| TEXT PASSAGE |
┌──

On Friday night I officially finished my PhD in English at Florida State University. I’ m entering into one of the worst acade mic job markets in recent history, with a slim chance of finding a position teaching in a university. Perhaps needless to say, it’s been hard to maintain hope that the degree I pursued for five years is going to lead to the sort of position I imagined it would.
Florida State University is located in the Florida panhandle, that is, the part of north Florida that touches the northern rim of the Gulf of Mexico. Consequently, the surrounding area is not made up of the theme parks, palm trees, and Latin mambo-beats that many people associate with Florida. My house is located less than thirty miles from the Georgia state line. Tallahassee, where I live, is a pretty Southern city. Perhaps because of that, Florida State University asked a correspondent from Fox News to give the commencement address at Friday night’s graduation ceremony.
According to her commencement address, Shannon Bream mostly covers Supreme Court rulings for Fox News. In her speech, which was filled with the sorts of clichés that are all too common in commencement speeches, she encouraged students to view their graduation as a beginning, not an ending, and to persevere, never taking “no” for an answer. She then catalogued a number of situations in which she had been told “no” on her path from law school graduate to television journalist, many of which left me with the conclusion that, after she “prayed on” her decision to become a television journalist in the face of an overwhelming tide of rejection, Bream, a pretty blonde with a nice smile, probably took the job at Fox News because no respectable news organization would have her.

└──

| BRIEF 1 |
In the passage about finishing a PhD at Florida State University, what things does the writer say many people associate with Florida?

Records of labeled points
┌──

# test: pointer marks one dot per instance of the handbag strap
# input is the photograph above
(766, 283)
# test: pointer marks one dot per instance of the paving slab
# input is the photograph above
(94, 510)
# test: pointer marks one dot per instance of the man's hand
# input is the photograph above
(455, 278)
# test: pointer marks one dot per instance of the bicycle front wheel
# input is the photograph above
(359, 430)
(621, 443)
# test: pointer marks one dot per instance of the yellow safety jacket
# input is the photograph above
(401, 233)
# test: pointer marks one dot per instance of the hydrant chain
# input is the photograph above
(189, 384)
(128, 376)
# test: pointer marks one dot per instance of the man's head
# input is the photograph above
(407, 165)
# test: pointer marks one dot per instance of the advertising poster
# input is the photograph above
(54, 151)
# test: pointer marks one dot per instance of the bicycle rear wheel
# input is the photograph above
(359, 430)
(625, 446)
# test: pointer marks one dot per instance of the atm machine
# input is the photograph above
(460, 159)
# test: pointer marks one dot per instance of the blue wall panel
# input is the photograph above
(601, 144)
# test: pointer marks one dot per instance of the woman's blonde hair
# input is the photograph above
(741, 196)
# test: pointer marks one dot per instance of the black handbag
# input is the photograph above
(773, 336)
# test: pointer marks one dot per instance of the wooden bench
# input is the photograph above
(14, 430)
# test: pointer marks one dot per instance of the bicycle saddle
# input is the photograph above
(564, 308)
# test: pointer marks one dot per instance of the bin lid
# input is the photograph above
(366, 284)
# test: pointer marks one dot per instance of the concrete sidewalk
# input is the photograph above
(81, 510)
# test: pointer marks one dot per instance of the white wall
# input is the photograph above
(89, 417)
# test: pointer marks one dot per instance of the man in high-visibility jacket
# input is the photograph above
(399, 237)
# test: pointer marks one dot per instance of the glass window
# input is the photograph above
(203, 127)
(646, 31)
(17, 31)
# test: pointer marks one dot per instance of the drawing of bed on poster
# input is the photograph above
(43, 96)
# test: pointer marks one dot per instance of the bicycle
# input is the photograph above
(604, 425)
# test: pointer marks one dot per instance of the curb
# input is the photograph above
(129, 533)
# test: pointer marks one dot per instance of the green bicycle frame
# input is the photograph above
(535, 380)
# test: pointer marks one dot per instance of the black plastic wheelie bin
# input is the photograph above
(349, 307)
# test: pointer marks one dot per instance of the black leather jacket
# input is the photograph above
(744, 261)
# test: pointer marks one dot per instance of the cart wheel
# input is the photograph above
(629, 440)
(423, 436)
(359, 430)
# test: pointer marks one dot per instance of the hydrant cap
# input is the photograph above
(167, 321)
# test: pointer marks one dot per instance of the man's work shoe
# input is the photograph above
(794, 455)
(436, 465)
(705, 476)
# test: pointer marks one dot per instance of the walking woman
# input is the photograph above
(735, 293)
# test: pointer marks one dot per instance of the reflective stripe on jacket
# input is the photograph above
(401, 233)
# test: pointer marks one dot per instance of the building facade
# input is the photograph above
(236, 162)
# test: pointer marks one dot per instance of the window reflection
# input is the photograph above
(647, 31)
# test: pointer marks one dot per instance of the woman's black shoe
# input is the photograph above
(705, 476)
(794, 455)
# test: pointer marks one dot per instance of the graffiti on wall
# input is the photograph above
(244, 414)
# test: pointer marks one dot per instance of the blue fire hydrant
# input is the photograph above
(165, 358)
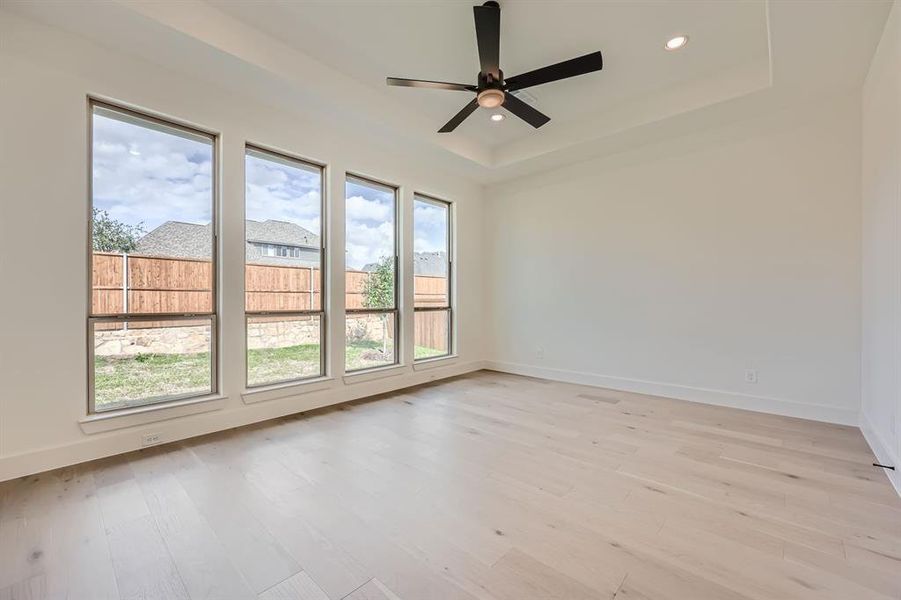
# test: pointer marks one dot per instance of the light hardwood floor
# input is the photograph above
(484, 486)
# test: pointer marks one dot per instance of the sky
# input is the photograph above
(146, 176)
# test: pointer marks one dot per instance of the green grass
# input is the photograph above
(272, 365)
(133, 380)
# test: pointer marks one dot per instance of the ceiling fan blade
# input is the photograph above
(488, 37)
(434, 85)
(460, 117)
(568, 68)
(525, 112)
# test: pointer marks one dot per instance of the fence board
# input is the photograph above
(162, 284)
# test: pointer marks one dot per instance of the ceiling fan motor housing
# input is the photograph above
(491, 89)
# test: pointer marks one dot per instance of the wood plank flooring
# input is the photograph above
(485, 486)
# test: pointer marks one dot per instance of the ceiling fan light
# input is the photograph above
(676, 42)
(491, 98)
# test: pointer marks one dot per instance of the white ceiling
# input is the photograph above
(436, 40)
(743, 56)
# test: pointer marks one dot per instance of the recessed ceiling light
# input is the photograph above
(490, 98)
(677, 42)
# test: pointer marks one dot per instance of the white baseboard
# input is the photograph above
(883, 451)
(101, 445)
(778, 406)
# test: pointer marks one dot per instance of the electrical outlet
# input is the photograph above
(151, 439)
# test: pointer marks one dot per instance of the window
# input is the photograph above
(152, 316)
(371, 326)
(282, 285)
(432, 320)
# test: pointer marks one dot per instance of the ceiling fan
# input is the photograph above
(492, 89)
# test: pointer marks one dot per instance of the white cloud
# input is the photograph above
(142, 175)
(362, 209)
(367, 244)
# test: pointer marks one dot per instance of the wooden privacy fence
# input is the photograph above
(123, 283)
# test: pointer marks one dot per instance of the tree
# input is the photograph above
(378, 292)
(111, 235)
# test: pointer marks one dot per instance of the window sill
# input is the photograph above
(142, 415)
(376, 373)
(284, 390)
(433, 363)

└──

| BRIEF 2 |
Filter the listing down to the lines that contain the string "hydrant".

| EXPECTED ANSWER 1 |
- theme parks
- palm trees
- Latin mambo-beats

| EXPECTED ANSWER 2 |
# test: pointer marks one dot per instance of the hydrant chain
# test: pointer marks one dot per instance of the hydrant cap
# test: pointer marks one dot per instance of the blue fire hydrant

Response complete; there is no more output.